[Entries taken from a collection]
==*==

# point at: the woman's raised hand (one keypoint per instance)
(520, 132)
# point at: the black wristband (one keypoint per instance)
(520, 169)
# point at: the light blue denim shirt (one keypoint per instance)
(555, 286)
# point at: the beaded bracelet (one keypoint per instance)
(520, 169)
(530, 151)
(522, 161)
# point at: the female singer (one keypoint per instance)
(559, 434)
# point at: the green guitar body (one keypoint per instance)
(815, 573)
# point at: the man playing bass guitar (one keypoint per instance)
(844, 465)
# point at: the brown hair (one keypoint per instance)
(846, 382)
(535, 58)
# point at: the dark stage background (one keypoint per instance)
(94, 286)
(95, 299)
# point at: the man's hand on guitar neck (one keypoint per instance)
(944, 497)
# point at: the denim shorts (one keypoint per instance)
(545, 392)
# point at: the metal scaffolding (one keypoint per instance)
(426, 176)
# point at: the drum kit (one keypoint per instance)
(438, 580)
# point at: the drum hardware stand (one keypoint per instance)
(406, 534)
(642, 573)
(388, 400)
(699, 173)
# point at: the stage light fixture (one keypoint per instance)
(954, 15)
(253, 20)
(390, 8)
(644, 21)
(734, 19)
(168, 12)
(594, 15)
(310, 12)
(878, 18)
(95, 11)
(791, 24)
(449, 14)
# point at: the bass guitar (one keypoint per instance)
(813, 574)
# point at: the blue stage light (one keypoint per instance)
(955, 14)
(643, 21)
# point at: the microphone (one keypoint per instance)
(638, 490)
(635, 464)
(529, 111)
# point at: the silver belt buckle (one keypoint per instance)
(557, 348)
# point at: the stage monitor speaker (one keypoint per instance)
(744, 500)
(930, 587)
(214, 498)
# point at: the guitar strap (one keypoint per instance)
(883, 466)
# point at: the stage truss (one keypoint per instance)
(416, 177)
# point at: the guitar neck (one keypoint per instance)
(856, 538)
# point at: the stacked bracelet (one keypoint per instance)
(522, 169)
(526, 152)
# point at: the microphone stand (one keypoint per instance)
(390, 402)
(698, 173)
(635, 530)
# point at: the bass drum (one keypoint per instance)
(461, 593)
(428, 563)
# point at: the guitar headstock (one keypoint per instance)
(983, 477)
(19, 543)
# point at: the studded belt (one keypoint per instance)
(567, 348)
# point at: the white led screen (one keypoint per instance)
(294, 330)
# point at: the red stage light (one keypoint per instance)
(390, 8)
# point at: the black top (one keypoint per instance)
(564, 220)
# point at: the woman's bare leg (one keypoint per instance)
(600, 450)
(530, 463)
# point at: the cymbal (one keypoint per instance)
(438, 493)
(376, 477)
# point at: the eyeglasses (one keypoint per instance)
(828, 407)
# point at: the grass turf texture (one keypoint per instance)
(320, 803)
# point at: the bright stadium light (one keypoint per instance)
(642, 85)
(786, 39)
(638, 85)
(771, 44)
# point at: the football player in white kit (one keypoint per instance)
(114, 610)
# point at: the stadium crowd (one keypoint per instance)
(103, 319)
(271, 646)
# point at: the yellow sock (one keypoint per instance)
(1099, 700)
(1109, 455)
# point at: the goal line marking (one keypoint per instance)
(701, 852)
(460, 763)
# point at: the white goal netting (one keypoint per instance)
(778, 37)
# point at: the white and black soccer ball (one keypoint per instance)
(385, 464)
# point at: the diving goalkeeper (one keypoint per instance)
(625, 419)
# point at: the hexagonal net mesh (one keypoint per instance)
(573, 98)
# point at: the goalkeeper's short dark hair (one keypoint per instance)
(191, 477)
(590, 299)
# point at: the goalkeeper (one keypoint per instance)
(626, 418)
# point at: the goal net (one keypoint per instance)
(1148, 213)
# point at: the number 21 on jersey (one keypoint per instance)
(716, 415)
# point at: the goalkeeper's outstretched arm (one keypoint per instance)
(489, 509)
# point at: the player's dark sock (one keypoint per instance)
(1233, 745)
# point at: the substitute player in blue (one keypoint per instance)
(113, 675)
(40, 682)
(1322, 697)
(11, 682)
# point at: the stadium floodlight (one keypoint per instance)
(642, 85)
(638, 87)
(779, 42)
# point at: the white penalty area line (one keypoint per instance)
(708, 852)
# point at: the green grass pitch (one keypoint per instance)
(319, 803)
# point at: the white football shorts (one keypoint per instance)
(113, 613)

==*==

- Exercise details
Exactly the lines from the one containing "# point at: the goal net" to the final line of the entries must be restated, and no others.

- Solution for this task
# point at: the goal net (one keypoint per instance)
(1148, 213)
# point at: the number 21 on jersey (one keypoint per instance)
(716, 415)
# point at: the goalkeeper's outstretched arm (one keypoint per instance)
(489, 509)
# point at: the player's dark sock (one keypoint per instance)
(1233, 745)
# point at: the substitute player in blue (one keypoint per instance)
(113, 675)
(40, 682)
(1322, 697)
(11, 682)
# point at: the stadium floodlight (one keypoint per instance)
(642, 85)
(638, 87)
(779, 42)
# point at: the white penalty area line (one keypoint per instance)
(708, 852)
# point at: the green grass pitch (one keypoint per instance)
(319, 803)
# point at: the white football shorts (one keypoint per instance)
(113, 613)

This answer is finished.